> Assigned task
From the line that contains "what's good, i need you to find the gable" to the last line of the entries, write each line out exactly; include both ends and nothing else.

> Extracted material
******************************
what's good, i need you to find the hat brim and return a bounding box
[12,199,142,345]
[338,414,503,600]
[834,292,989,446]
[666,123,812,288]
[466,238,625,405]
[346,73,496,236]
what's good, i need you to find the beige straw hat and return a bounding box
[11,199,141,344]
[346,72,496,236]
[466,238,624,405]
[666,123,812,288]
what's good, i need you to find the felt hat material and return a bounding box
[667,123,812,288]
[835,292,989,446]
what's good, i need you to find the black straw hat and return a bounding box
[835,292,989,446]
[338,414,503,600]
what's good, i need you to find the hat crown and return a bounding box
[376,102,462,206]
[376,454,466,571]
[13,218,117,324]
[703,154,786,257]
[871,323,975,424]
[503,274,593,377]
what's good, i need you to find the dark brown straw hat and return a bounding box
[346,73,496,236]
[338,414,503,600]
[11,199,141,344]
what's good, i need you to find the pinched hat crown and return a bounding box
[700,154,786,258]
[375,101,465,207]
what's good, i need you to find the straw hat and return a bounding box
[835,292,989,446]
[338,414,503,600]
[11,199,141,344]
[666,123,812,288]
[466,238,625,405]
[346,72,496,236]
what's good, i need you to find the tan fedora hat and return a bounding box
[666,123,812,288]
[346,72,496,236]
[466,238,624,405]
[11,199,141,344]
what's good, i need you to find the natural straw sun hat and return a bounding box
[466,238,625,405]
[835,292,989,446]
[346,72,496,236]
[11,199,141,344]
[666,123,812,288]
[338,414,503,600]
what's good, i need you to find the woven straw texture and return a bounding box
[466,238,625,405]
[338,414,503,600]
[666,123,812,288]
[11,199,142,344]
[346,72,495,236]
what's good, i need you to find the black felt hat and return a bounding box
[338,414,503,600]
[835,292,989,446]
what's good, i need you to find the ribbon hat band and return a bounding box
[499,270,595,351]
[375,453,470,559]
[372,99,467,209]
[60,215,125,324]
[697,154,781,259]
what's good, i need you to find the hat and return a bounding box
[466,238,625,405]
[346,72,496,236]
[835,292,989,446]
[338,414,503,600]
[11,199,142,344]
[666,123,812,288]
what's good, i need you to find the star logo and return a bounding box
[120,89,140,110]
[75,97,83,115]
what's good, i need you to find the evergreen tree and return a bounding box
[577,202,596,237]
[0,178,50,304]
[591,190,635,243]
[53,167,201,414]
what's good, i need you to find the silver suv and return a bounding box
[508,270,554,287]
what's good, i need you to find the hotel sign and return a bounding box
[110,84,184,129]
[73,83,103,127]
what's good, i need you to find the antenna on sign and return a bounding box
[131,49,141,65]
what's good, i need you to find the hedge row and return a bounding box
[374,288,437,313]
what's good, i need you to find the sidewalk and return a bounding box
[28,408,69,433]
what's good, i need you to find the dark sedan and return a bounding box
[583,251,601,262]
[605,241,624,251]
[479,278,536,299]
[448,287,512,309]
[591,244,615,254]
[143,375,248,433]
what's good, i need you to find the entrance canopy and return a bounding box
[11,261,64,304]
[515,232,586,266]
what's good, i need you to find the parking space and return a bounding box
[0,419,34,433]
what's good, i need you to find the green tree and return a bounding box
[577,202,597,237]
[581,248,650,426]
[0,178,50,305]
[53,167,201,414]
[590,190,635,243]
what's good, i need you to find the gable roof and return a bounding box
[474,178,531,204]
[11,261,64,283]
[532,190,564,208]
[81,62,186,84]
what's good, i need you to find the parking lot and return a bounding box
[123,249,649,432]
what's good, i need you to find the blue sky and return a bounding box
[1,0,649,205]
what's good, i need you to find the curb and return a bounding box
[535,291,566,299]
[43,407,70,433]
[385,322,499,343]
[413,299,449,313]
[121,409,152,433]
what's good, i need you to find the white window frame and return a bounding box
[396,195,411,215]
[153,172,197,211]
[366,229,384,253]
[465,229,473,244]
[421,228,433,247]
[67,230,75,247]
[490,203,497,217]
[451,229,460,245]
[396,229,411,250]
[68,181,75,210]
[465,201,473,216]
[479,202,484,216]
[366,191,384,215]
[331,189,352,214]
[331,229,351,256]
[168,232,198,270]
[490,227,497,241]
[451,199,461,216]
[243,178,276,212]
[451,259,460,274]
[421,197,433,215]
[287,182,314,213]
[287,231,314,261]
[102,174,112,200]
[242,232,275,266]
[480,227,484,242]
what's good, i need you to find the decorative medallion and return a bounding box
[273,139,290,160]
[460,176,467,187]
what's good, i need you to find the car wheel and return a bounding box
******************************
> Solution
what's good, i need you to find the gable roof and return a bounding box
[474,178,531,204]
[11,261,64,283]
[532,190,564,208]
[81,62,186,84]
what's good, i need you to find the parking lot and return a bounding box
[123,249,649,432]
what's good, i need you to find the blue sky and return a bounding box
[1,0,649,205]
what's good, i need you to find the curb and return a bounding box
[535,291,566,299]
[43,407,70,433]
[385,322,499,343]
[413,299,449,313]
[121,409,152,433]
what's good, i need you to find the white window frame and return a bounding box
[396,195,411,215]
[153,172,197,211]
[366,229,384,253]
[465,229,473,244]
[421,228,433,247]
[67,230,75,247]
[490,203,497,217]
[451,229,460,245]
[396,229,411,250]
[68,181,75,210]
[465,201,473,216]
[479,202,484,216]
[366,191,384,215]
[331,189,352,214]
[331,229,351,256]
[168,232,198,270]
[490,227,497,241]
[451,199,461,216]
[243,178,276,212]
[451,259,460,274]
[421,197,433,215]
[287,182,314,213]
[287,231,314,261]
[102,174,112,200]
[242,232,275,266]
[480,227,484,242]
what's good, i need you to find the decorative medallion and return a bounding box
[273,139,290,160]
[460,176,467,187]
what's good, i need you to find the car wheel and return a bounding box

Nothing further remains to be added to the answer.